Mark Ji Tianxiang was a Chinese lay Catholic and doctor. He was martyred during the Boxer Rebellion and had been an opium addict. He was canonized in 2000 by Pope John Paul II.

Early life and career 
Ji was born in Jizhou District, Hengshui, Zhili (now Hebei), China in 1834. He was a doctor and contracted a disease himself for the treatment of which he used opium, but instead of opium being a cure for him, he became heavily addicted to it. He was a pious Christian, always going to confession and mostly spending time in prayer, attending Mass, and providing free treatment to his patients. He made frequent confessions, but he was denied absolution and holy communion because the parish priest thought he lacked sorrow for his addiction since he couldn't overcome it. He didn't receive the sacrament for 30 years, but finally after 30 years of being a faithful and regular church goer, he was able to receive the sacraments.

[Recorded data]
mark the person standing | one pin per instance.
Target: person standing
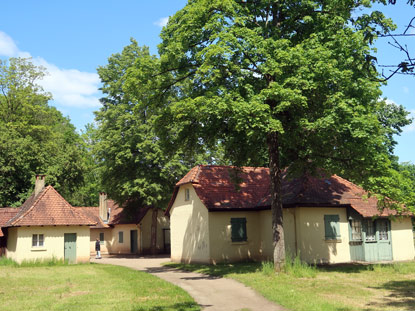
(98, 248)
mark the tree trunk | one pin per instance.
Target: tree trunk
(276, 201)
(154, 231)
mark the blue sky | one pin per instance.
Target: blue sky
(72, 38)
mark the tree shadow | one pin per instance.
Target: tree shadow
(219, 270)
(401, 296)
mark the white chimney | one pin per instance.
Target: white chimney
(103, 206)
(39, 184)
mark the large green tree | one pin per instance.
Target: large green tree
(292, 79)
(34, 137)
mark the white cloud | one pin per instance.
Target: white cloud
(69, 87)
(162, 22)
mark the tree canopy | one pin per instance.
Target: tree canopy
(291, 83)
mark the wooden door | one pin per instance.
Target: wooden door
(70, 247)
(133, 241)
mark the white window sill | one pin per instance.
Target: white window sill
(338, 240)
(239, 243)
(39, 249)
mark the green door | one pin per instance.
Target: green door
(70, 247)
(384, 239)
(133, 241)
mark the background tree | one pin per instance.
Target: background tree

◆ **WORK INSTRUCTIONS**
In the passage on Mark Ji Tianxiang, reproduce word for word the part starting with "Mark Ji Tianxiang" and going on through "John Paul II.".

◆ **PROBLEM SOLUTION**
Mark Ji Tianxiang was a Chinese lay Catholic and doctor. He was martyred during the Boxer Rebellion and had been an opium addict. He was canonized in 2000 by Pope John Paul II.